### [MATERIALS PROVIDED]

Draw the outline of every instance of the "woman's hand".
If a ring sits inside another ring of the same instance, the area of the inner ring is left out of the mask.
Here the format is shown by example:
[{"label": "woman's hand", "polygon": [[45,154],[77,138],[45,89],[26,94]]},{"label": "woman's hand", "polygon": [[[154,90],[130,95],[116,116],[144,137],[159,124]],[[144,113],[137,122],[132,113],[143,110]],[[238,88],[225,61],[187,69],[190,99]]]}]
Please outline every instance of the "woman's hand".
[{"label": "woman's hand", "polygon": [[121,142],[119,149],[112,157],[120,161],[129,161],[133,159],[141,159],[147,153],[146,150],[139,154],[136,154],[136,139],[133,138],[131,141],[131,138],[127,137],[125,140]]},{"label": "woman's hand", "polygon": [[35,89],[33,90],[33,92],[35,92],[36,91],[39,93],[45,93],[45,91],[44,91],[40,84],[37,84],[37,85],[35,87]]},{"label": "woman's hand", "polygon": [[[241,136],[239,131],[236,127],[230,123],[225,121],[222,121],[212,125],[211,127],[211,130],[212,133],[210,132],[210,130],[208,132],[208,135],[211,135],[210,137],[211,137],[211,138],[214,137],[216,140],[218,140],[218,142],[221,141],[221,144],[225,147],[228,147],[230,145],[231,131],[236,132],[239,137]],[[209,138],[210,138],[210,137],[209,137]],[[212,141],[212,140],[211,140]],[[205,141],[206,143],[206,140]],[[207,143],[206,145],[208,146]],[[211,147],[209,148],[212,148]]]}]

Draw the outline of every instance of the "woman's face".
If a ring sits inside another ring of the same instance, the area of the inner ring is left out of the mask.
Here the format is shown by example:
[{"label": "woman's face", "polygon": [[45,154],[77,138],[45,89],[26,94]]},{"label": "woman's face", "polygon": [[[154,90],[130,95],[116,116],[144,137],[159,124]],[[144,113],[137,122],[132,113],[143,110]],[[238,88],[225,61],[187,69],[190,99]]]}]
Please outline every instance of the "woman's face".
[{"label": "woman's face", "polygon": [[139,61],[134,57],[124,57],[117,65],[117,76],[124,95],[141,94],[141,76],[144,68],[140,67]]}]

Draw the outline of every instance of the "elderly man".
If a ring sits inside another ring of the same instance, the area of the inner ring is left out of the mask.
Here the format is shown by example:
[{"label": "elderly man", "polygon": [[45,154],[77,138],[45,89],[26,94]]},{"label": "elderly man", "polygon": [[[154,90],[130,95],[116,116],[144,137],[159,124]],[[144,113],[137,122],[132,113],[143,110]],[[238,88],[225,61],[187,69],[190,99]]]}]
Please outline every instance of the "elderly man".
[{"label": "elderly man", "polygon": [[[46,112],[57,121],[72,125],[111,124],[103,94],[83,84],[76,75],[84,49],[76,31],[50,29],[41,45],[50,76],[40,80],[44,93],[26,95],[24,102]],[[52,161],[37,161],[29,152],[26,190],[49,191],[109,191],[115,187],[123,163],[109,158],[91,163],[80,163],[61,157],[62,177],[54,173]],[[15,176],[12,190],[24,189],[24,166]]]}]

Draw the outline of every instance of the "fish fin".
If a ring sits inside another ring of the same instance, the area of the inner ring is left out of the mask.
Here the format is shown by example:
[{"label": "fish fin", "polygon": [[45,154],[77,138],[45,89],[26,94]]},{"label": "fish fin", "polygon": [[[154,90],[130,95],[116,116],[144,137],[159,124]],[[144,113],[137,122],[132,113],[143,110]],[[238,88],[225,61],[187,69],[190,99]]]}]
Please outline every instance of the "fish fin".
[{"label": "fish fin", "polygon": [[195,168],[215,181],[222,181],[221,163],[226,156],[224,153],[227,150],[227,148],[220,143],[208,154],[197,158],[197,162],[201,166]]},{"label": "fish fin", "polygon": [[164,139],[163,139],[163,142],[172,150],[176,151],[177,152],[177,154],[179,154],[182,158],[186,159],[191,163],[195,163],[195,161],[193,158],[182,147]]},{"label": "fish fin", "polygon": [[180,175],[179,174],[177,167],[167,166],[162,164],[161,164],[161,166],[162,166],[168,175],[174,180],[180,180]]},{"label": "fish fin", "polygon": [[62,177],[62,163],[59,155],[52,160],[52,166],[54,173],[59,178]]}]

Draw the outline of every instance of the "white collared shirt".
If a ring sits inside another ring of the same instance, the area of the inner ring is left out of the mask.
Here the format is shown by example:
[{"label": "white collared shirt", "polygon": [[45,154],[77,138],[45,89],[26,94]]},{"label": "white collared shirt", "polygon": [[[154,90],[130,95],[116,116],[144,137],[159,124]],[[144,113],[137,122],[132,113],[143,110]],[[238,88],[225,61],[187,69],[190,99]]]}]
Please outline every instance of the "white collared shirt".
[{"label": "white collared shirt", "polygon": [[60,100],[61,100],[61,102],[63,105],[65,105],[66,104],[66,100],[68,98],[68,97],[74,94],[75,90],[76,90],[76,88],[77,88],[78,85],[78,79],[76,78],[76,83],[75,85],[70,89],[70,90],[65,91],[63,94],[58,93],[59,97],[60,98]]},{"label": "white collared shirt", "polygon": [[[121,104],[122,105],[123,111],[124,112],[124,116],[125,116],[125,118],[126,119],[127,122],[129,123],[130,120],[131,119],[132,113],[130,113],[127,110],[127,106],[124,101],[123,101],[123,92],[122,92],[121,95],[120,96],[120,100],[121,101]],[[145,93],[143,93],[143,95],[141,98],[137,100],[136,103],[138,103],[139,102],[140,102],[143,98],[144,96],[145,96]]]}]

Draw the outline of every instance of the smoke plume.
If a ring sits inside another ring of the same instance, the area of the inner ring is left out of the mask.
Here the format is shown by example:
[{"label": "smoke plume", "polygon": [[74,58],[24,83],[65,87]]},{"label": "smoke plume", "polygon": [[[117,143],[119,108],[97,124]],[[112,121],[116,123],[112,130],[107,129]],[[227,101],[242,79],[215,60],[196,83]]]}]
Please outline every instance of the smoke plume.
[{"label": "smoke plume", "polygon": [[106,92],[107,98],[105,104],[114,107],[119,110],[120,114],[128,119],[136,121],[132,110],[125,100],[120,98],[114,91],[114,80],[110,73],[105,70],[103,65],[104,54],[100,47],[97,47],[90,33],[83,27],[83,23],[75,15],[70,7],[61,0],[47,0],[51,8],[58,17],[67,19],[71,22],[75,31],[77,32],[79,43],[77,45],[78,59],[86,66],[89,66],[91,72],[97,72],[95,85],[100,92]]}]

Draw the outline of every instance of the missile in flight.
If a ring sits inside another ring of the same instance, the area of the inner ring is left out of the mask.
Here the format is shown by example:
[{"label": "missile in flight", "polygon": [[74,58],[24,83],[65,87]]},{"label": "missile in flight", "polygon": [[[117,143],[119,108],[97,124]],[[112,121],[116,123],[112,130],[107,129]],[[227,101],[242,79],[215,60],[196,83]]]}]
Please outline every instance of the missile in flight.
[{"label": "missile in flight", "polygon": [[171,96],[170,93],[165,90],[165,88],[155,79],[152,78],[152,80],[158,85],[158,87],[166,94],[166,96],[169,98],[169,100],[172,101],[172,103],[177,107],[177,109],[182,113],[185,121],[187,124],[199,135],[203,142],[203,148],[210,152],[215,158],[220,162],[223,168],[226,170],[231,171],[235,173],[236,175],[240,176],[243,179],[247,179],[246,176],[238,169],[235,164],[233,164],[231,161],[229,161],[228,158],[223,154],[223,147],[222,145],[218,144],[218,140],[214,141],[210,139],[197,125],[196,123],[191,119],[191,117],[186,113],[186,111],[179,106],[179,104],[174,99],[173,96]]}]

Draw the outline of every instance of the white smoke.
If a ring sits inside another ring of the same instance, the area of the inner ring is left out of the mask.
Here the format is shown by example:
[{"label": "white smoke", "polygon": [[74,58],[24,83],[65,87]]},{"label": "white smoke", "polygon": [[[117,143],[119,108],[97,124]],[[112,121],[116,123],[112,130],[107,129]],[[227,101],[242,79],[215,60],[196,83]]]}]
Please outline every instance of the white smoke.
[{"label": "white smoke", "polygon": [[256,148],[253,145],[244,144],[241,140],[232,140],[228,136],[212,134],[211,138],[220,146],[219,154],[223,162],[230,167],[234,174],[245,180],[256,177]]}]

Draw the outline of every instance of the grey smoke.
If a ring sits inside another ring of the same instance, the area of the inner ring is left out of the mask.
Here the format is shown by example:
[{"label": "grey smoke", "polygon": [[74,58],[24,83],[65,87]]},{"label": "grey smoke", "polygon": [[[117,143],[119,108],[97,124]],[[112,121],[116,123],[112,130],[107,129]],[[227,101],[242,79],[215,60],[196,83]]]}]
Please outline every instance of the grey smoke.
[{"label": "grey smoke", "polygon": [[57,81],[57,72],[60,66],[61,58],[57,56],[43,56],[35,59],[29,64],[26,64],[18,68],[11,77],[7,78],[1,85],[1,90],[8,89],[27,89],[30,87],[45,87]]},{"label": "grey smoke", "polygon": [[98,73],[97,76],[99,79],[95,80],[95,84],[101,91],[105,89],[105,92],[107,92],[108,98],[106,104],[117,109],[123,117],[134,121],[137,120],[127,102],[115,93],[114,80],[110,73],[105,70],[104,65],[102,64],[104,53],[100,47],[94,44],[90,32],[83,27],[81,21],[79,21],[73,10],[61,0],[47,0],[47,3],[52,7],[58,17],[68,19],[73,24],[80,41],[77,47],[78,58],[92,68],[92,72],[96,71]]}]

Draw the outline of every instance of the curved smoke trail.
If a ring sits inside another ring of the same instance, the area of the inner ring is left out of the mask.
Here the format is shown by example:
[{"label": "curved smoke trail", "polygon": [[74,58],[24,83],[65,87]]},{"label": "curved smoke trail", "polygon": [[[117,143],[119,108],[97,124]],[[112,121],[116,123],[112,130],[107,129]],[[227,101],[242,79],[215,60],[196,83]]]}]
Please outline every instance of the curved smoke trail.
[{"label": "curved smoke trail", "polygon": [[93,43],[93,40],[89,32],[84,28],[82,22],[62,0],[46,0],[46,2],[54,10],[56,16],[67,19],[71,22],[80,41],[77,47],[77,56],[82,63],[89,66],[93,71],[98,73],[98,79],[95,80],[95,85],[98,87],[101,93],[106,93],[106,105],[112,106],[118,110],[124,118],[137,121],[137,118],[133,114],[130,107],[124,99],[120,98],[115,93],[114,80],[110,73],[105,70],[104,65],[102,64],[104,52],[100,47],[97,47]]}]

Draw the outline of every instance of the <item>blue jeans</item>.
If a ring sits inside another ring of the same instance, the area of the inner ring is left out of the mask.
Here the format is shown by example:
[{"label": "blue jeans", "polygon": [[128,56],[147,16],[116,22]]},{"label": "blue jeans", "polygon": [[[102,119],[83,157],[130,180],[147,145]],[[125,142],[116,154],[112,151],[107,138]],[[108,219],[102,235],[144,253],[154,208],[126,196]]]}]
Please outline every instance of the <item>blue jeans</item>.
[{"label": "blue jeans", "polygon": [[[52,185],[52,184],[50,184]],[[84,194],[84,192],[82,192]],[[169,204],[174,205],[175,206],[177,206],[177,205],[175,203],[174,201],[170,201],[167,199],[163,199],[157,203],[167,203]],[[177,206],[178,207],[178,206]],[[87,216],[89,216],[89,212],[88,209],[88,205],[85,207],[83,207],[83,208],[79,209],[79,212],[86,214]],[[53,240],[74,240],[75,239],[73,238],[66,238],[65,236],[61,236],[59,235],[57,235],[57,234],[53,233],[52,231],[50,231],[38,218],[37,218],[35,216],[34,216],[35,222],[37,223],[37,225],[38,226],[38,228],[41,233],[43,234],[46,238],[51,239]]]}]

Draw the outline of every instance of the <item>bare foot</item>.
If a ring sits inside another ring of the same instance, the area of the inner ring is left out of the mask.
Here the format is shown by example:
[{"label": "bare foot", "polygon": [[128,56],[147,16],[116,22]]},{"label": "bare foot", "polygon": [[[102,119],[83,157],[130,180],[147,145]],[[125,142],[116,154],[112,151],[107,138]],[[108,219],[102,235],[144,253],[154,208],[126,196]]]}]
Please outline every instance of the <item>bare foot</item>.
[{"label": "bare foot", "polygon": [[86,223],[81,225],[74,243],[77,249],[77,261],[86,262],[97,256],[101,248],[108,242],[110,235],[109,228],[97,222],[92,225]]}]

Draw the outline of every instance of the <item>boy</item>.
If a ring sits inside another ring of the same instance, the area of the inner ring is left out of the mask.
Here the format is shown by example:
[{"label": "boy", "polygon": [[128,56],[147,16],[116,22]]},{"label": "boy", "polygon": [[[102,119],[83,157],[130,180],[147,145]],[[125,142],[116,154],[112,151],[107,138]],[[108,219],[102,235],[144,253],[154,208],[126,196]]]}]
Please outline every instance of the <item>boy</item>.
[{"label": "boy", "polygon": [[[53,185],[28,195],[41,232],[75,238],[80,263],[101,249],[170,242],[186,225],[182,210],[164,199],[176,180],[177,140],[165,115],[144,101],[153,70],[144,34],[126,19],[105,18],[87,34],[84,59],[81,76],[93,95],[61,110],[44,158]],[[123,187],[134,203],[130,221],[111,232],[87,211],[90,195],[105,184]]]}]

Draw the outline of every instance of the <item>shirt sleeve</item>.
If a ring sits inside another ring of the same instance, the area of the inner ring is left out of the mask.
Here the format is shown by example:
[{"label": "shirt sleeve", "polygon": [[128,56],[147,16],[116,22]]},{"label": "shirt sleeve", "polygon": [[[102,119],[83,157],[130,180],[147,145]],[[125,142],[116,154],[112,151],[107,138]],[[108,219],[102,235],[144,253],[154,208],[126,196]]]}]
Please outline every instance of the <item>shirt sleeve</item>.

### [WHAT IS BEING ASKED]
Reproduce exactly, with nothing added, the lines from the one that contains "Draw the outline of every instance of the <item>boy</item>." to the end of the data.

### [ANSWER TO THIS EXERCISE]
Draw the outline of every instance of the <item>boy</item>.
If a ring sits inside another ring of the same instance, the area of the inner ring is left out of the mask.
Here the format is shown by example:
[{"label": "boy", "polygon": [[128,56],[147,16],[116,22]]},{"label": "boy", "polygon": [[[102,119],[83,157],[130,180],[147,145]],[[125,142],[116,154],[112,151],[107,138]],[[108,219],[102,235],[144,253],[154,208],[126,196]]]}]
Please outline every instance of the <item>boy</item>.
[{"label": "boy", "polygon": [[[53,185],[28,195],[41,232],[75,238],[80,263],[101,249],[170,242],[186,225],[182,210],[164,199],[176,180],[177,140],[165,115],[144,101],[153,70],[144,34],[126,19],[105,18],[87,34],[84,59],[81,76],[93,95],[61,110],[44,158]],[[123,187],[134,203],[130,221],[111,232],[87,211],[90,195],[105,184]]]}]

Draw the outline of every instance of the <item>shirt sleeve</item>.
If a ring sits inside another ring of the same instance, the area of the inner ring is left out of the mask.
Here the format is shown by example:
[{"label": "shirt sleeve", "polygon": [[128,56],[147,16],[116,22]]},{"label": "shirt sleeve", "polygon": [[[102,119],[83,157],[130,180],[147,145]],[[125,142],[116,154],[112,151],[107,138]],[[108,219],[102,235],[144,253],[154,208],[126,196]]]}]
Please outline every instance of the <item>shirt sleeve</item>.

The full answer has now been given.